Extract, exactly as written, the line that contains "If you could point at the palm tree trunk" and all lines after it through the end of the records. Omit pictures.
— START OF Listed entries —
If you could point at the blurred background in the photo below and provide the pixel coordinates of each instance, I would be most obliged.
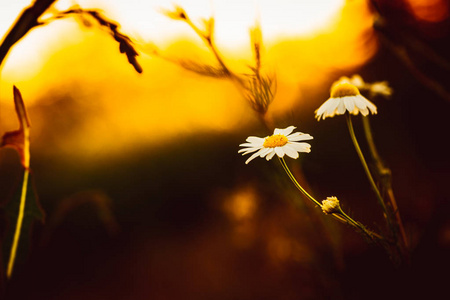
(144, 192)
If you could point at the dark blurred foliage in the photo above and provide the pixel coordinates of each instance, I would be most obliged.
(152, 224)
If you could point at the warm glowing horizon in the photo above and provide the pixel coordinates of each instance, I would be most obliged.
(55, 62)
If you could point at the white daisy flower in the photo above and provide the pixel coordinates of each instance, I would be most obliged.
(345, 97)
(330, 205)
(282, 142)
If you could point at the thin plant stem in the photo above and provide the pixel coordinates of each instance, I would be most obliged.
(365, 166)
(14, 246)
(291, 176)
(384, 173)
(341, 216)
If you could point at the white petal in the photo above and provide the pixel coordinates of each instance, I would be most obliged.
(248, 150)
(349, 103)
(254, 155)
(290, 151)
(322, 111)
(279, 151)
(270, 155)
(333, 104)
(265, 152)
(341, 107)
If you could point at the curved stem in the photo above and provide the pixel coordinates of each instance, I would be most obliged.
(291, 176)
(365, 166)
(340, 215)
(20, 215)
(385, 174)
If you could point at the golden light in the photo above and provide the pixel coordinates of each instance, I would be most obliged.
(63, 68)
(429, 10)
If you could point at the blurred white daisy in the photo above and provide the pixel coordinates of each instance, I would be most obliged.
(345, 97)
(282, 142)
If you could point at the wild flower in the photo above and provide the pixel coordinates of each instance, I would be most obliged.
(282, 142)
(330, 205)
(380, 88)
(345, 97)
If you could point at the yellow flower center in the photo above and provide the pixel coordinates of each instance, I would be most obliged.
(344, 90)
(276, 140)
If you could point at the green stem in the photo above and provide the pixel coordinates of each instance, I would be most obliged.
(365, 166)
(385, 174)
(301, 189)
(14, 246)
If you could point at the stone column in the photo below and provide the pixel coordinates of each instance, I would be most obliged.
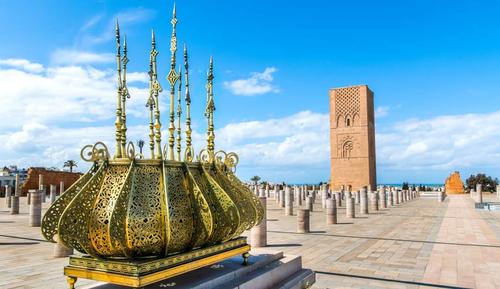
(309, 204)
(262, 192)
(8, 194)
(383, 200)
(17, 189)
(373, 201)
(14, 209)
(338, 199)
(356, 196)
(349, 208)
(61, 188)
(363, 201)
(479, 191)
(258, 234)
(35, 208)
(303, 221)
(288, 203)
(282, 198)
(331, 212)
(53, 193)
(61, 251)
(41, 187)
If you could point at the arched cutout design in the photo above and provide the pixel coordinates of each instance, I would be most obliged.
(347, 149)
(355, 120)
(348, 121)
(340, 121)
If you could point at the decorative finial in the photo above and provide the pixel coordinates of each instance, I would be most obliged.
(125, 94)
(209, 112)
(119, 117)
(179, 114)
(172, 78)
(156, 89)
(189, 152)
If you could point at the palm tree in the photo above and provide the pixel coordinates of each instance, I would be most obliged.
(255, 179)
(70, 164)
(140, 144)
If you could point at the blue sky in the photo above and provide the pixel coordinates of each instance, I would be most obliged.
(433, 66)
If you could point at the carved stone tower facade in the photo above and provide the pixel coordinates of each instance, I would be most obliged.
(352, 138)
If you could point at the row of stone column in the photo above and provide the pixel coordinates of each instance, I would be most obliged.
(367, 200)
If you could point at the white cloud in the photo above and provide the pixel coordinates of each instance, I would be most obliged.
(258, 83)
(62, 94)
(22, 64)
(75, 57)
(381, 111)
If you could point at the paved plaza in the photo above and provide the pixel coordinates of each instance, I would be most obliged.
(419, 244)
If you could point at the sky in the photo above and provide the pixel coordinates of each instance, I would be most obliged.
(433, 66)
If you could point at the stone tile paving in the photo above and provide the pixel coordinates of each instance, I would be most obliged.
(419, 244)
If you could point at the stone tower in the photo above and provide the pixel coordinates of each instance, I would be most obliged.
(352, 138)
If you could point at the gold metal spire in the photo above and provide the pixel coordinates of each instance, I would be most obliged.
(118, 121)
(209, 112)
(151, 103)
(125, 94)
(172, 78)
(156, 89)
(189, 153)
(179, 114)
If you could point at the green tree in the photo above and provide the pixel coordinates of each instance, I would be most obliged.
(70, 164)
(489, 184)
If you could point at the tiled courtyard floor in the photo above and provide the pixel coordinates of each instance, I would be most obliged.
(419, 244)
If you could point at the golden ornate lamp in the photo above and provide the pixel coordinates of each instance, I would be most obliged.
(138, 220)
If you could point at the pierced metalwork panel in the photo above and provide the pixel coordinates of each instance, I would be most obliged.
(229, 210)
(202, 215)
(219, 221)
(179, 208)
(243, 201)
(73, 226)
(103, 208)
(259, 210)
(118, 221)
(53, 214)
(145, 226)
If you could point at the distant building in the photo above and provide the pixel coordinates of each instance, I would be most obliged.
(352, 138)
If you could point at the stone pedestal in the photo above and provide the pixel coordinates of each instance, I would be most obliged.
(338, 199)
(258, 234)
(331, 212)
(53, 193)
(373, 202)
(8, 195)
(61, 251)
(363, 202)
(35, 208)
(303, 221)
(349, 205)
(14, 209)
(288, 203)
(479, 192)
(383, 200)
(356, 196)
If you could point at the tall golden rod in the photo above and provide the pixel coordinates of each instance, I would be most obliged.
(156, 91)
(179, 114)
(209, 112)
(125, 94)
(172, 78)
(118, 121)
(189, 154)
(151, 102)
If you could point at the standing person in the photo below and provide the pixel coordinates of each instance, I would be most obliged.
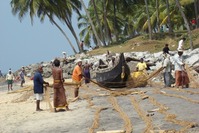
(181, 77)
(38, 87)
(87, 75)
(59, 91)
(82, 46)
(181, 44)
(141, 66)
(166, 49)
(167, 70)
(22, 76)
(77, 76)
(1, 74)
(10, 79)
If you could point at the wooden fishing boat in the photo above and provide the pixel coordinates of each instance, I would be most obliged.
(116, 76)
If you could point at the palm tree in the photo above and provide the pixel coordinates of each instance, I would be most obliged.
(98, 22)
(91, 22)
(196, 2)
(169, 18)
(149, 20)
(186, 23)
(157, 14)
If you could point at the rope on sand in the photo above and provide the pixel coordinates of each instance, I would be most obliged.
(171, 117)
(178, 96)
(95, 124)
(124, 116)
(142, 114)
(27, 88)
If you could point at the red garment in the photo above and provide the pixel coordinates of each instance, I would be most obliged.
(193, 21)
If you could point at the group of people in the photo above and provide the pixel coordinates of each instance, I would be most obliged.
(59, 99)
(181, 76)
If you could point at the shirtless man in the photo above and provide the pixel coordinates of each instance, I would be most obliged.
(59, 91)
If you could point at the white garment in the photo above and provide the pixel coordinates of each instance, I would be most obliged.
(38, 96)
(167, 64)
(178, 62)
(180, 44)
(10, 76)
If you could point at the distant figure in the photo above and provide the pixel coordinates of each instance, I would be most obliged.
(166, 49)
(59, 91)
(64, 58)
(38, 87)
(10, 79)
(161, 29)
(181, 77)
(86, 70)
(77, 77)
(64, 55)
(141, 66)
(1, 74)
(181, 44)
(167, 70)
(22, 76)
(90, 48)
(82, 46)
(108, 56)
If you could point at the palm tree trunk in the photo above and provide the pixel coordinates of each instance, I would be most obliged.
(73, 32)
(91, 22)
(98, 21)
(62, 33)
(169, 18)
(186, 23)
(196, 12)
(157, 15)
(107, 30)
(149, 20)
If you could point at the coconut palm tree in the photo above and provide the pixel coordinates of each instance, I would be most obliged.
(98, 22)
(91, 22)
(149, 20)
(169, 18)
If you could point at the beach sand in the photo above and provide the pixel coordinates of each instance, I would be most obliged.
(137, 110)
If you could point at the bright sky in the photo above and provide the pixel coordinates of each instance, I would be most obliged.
(23, 44)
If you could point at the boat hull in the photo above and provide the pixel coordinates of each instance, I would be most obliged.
(115, 77)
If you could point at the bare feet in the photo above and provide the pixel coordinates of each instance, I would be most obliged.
(67, 109)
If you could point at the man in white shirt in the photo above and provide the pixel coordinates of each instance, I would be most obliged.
(181, 77)
(167, 70)
(10, 79)
(181, 44)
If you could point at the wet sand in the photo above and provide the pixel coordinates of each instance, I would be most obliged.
(137, 110)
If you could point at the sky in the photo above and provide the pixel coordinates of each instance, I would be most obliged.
(22, 43)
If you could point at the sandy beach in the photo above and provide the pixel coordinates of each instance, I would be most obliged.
(137, 110)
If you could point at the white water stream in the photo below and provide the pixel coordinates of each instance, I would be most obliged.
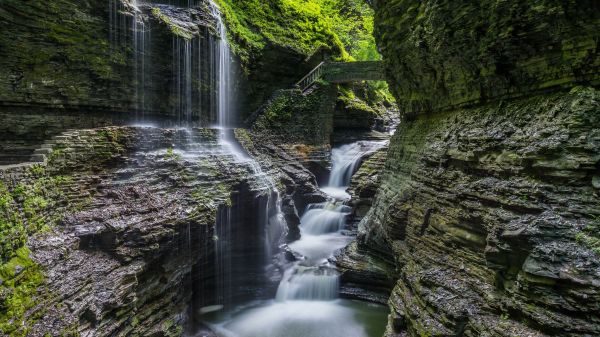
(307, 303)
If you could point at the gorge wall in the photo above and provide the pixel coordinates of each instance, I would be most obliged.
(487, 214)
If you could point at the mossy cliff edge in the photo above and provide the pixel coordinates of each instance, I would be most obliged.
(487, 215)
— END OF Listed entries —
§ **Reply to the task**
If you could point at the palm tree trunk in the photo above and provide the pixel coordinates of each instance, I would be most obliged.
(73, 32)
(91, 22)
(98, 21)
(62, 33)
(169, 18)
(186, 23)
(196, 12)
(157, 15)
(107, 30)
(149, 20)
If you could point at the coconut palm tree in the photo above and provide the pixel coordinates of each instance, I would be most obliged.
(98, 22)
(91, 22)
(149, 20)
(169, 18)
If you could point at the beach sand in the photo above and provide the pixel coordinates of each instance, I would be most obliged.
(137, 110)
If you could point at the bright sky in the photo above and provide the pixel coordinates of each instance, I would be most obliged.
(23, 44)
If you could point at the boat hull in the photo above and provide the pixel coordinates of each instance, I would be most obliged.
(115, 77)
If you could point at the bare feet in the photo above and provide the pixel coordinates of each instance, I would be most obliged.
(67, 109)
If you could point at the man in white shirt in the photo above and provide the pixel coordinates of each instance, I would be most obliged.
(181, 77)
(167, 70)
(10, 79)
(181, 44)
If you could point at the wet sand in the photo above and provide the pixel coordinates of each instance, I would be most obliged.
(137, 110)
If you could point at the sky in the photo above and provide the pixel coordinates of each instance, I would be most obliged.
(22, 43)
If you could point at the sandy beach in the photo above and provide the pixel coordinates of each instance, I would be most obliged.
(137, 110)
If you could point at the white water stream in the photo below and provide the pixel coordinates of each instance, I would be most obliged.
(307, 303)
If you could point at the gorge wall in the photo above and provide the pixel coordinates of each instance, I would be most obliged.
(487, 214)
If you could point at the mossy cliff edge in the photo above and provide the pixel coordinates of each instance, I would be most obliged.
(487, 215)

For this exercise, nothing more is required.